## Required action 1
Retype part of the short-term rentals article word for word. Begin at the words "Tim Milazzo" and stop after "had extra space.".
## Required action 2
In the short-term rentals article, what part of their house did the couple list on Airbnb?
## Required action 3
For each statement, say whether it agrees with the short-term rentals article, and quote the words that settle it. (a) The couple bought their house in Charlotte in the Fall of 2014. (b) The husband worked as a nurse. (c) Landlords were unhappy about the proposition.

The Long Game on Short-term Rentals

Tim Milazzo
July 2, 2021
4
min

In the Fall of 2014, a young married couple in Charlotte bought a house.

The husband was an operations employee at a soccer company, and the wife was a nurse. They wanted children someday and imagined starting there family in that house. But for now, they had extra space.

The couple had been watching the relatively new trend of renting out rooms in your house for short-term stays online to generate extra income. While they didn’t love the idea of having other people in their home, they did love the idea of using their new home to generate some money on the side. They compromised and listed a small room and bathroom above their garage on Airbnb.

The couple was blown away by how well it worked. They kept the room cleaned, stocked with toilet paper, and listed online. It rented frequently and not only offset their monthly mortgage payment, it paid for their entire home each month.

That husband was Emir Dukic, and he knew he was onto something.

Emir’s Story

After seeing the success of his garage apartment on Airbnb, Emir decided to explore the strategy further. Would other properties in great locations perform similarly well?

To answer this question, Emir and his wife Sarah found For Rent properties they felt might do well on Airbnb, and reached out to those landlords with a proposition: rent to us for a slightly higher rate, as long as we can list the property on Airbnb. Many landlords were happy to have a well-paying tenant, and before Emir and Sarah knew it, they had a growing portfolio.

## Entries shown

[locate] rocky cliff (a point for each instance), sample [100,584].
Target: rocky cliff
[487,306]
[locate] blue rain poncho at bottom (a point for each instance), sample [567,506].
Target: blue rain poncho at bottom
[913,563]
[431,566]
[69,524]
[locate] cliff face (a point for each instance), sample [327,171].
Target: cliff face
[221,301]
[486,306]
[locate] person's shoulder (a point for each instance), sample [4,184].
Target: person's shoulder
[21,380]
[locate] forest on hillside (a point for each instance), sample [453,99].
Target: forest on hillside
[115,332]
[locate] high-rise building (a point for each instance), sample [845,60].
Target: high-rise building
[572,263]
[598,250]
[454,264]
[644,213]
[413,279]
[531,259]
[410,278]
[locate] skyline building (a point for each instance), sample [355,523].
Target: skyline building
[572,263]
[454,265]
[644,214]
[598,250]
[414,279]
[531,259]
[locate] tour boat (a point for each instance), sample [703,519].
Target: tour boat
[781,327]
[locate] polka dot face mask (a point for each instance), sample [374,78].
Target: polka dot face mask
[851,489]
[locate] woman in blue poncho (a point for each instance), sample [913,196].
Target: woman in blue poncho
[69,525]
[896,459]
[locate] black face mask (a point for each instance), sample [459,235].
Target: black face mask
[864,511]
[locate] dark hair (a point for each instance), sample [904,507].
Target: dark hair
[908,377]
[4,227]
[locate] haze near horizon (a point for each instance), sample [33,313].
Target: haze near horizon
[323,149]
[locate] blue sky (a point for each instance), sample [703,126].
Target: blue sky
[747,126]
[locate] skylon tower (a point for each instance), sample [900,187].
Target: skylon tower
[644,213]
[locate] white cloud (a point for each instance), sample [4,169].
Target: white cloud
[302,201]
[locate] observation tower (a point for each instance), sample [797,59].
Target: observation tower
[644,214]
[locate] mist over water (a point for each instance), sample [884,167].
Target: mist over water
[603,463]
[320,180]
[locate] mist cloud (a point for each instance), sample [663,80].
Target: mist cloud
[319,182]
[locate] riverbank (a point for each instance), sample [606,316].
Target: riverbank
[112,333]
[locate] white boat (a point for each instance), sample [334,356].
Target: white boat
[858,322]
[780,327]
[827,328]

## Written reply 1
Tim Milazzo
July 2, 2021
4
min

In the Fall of 2014, a young married couple in Charlotte bought a house.

The husband was an operations employee at a soccer company, and the wife was a nurse. They wanted children someday and imagined starting there family in that house. But for now, they had extra space.

## Written reply 2
A small room and bathroom above their garage.

## Written reply 3
(a) Yes: "In the Fall of 2014, a young married couple in Charlotte bought a house."
(b) No: "The husband was an operations employee at a soccer company, and the wife was a nurse."
(c) No: "Many landlords were happy to have a well-paying tenant"